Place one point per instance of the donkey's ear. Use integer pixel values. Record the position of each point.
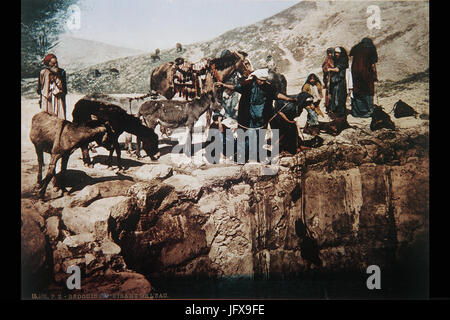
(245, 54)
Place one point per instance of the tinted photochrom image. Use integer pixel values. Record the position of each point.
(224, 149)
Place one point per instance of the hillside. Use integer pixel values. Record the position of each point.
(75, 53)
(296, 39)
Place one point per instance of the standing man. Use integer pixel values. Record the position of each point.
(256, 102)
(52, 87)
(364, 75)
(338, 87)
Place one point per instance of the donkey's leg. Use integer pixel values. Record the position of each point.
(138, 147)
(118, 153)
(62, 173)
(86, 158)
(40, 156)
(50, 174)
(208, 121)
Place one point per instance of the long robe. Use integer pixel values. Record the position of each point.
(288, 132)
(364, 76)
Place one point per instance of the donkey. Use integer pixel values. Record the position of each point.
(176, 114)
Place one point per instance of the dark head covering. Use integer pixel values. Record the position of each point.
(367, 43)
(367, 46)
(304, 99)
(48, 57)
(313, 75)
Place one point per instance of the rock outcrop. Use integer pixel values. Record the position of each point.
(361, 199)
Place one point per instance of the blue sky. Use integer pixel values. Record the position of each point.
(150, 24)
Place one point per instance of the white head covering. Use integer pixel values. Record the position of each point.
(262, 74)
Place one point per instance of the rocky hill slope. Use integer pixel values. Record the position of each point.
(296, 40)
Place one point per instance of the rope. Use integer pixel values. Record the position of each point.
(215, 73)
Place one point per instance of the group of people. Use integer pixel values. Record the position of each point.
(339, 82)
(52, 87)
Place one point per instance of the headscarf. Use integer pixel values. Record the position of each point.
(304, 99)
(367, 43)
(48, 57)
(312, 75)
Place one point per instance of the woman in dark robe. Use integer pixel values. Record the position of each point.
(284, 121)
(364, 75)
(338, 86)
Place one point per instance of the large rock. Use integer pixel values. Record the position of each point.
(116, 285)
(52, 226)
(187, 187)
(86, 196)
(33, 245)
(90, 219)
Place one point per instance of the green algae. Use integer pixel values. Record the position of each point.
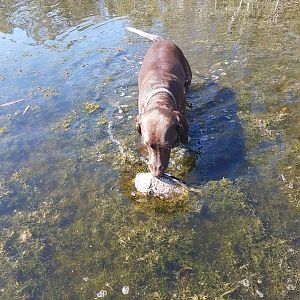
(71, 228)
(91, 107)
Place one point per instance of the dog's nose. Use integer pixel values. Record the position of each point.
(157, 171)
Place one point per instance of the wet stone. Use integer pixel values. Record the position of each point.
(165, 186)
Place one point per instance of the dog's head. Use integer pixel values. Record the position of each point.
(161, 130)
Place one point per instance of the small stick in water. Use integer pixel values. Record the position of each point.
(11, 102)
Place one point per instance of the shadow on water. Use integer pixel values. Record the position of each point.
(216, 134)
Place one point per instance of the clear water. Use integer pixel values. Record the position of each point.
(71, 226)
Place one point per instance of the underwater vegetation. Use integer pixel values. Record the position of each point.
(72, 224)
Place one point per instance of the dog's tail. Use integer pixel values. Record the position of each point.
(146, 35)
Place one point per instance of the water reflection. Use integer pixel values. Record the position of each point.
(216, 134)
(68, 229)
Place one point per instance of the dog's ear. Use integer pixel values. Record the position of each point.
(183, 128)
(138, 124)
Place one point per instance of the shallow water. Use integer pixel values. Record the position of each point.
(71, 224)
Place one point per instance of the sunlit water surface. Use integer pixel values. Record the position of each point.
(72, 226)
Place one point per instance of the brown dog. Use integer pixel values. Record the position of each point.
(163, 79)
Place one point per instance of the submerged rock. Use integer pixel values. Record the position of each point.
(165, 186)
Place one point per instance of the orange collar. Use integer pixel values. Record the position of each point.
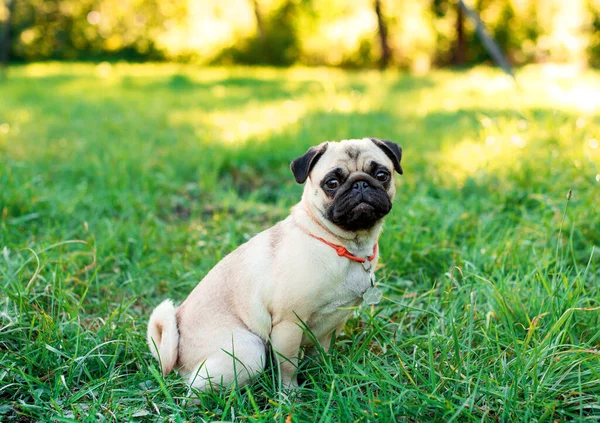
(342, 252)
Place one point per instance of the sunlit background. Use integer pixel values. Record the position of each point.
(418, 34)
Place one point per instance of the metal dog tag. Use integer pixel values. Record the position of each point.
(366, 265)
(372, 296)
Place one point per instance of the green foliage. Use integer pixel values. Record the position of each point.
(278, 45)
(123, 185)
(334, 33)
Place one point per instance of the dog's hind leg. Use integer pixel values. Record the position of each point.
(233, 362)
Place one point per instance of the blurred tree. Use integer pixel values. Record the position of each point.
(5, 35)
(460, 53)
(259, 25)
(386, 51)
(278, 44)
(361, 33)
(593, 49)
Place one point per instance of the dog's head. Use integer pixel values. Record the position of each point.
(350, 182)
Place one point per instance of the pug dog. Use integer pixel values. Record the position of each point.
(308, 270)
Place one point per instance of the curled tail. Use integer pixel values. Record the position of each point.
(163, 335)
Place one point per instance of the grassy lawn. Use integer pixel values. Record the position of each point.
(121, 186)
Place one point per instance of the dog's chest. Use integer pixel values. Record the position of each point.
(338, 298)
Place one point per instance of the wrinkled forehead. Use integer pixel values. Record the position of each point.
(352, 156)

## Task objective
In the records above, return only the line that contains "Place one point per instance of the green foliage." and every line after it through the last, exactly as they appear.

## Response
Place one point per instance of the green foliage. Use integer pixel values. Record the position of each point.
(278, 45)
(123, 185)
(334, 33)
Place one point per instance of the dog's hind leg. Use integer pixel values. Record the position of each point.
(233, 362)
Place one point per instance of the blurred tree. Use integer pixel values. Record the position of each point.
(5, 35)
(460, 53)
(259, 25)
(386, 51)
(278, 44)
(361, 33)
(593, 49)
Place one point per instance of the dog's head. Use integer pixel values. Record the position of each point.
(350, 182)
Place one point per instance of the pug dog. Use integer pixel values. Record the position of each point.
(308, 270)
Place one point per instance of the curled tail. Use integer pixel values. Record the position of each point.
(163, 335)
Place one point per instance of the grassy lawn. Use integer pixel values. Record the position of each point.
(121, 186)
Place one point per instance of the dog's chest. Use integer pixel values. Record the position of each point.
(338, 298)
Place one point per instance of the wrinkled forehead. Use integer pixel values. Record the position of each point.
(352, 156)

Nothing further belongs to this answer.